| WRITTEN EXERCISE |
Pull out each line of the data below that contains the word "client" and copy it in full.

--- Start of LISTING ---

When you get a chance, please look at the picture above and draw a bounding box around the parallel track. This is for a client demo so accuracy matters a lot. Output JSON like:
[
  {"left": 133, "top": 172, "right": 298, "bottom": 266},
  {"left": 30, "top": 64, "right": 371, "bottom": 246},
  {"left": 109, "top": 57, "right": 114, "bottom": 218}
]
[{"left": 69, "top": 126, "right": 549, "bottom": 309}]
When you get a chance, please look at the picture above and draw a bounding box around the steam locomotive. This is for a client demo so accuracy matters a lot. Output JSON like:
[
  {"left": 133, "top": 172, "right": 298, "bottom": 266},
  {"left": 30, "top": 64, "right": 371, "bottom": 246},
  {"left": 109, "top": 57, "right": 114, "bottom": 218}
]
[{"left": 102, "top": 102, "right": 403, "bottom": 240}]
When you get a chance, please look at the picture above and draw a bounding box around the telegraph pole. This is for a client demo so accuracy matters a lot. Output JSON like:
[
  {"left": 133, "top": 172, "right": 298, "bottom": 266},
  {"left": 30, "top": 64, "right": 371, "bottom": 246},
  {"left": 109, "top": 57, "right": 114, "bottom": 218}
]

--- End of LISTING ---
--- Start of LISTING ---

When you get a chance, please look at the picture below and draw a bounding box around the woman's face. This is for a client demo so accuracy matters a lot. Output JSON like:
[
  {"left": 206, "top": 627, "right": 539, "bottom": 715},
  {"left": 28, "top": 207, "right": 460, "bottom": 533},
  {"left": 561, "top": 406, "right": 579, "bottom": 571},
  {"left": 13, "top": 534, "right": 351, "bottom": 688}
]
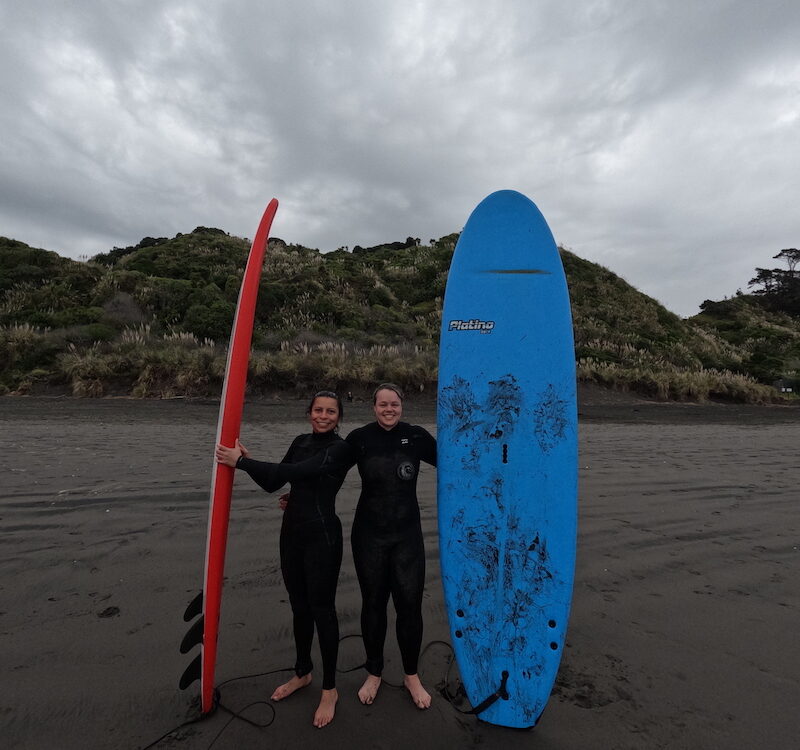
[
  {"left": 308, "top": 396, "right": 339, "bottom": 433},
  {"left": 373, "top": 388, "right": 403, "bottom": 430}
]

--- End of LISTING ---

| RESULT OF THE TASK |
When you get a chance, please look at the picture above and draw a bounding box around the parallel track. This is for a client demo so accuracy matters a lot. Output JSON like:
When you get a chance, please look at the picture above and draw a bounding box around the steam locomotive. This is for a client demo so accuracy matters a lot. Output JSON like:
When you get a chance, please look at the picture above and draw a bounding box around the telegraph pole. This is for a client demo so accuracy matters a lot. Output JSON like:
When you get a chance, please look at the picture below and draw a bounding box around the woman's face. This is for a client demo so accuracy matters a lot. Output JSON like:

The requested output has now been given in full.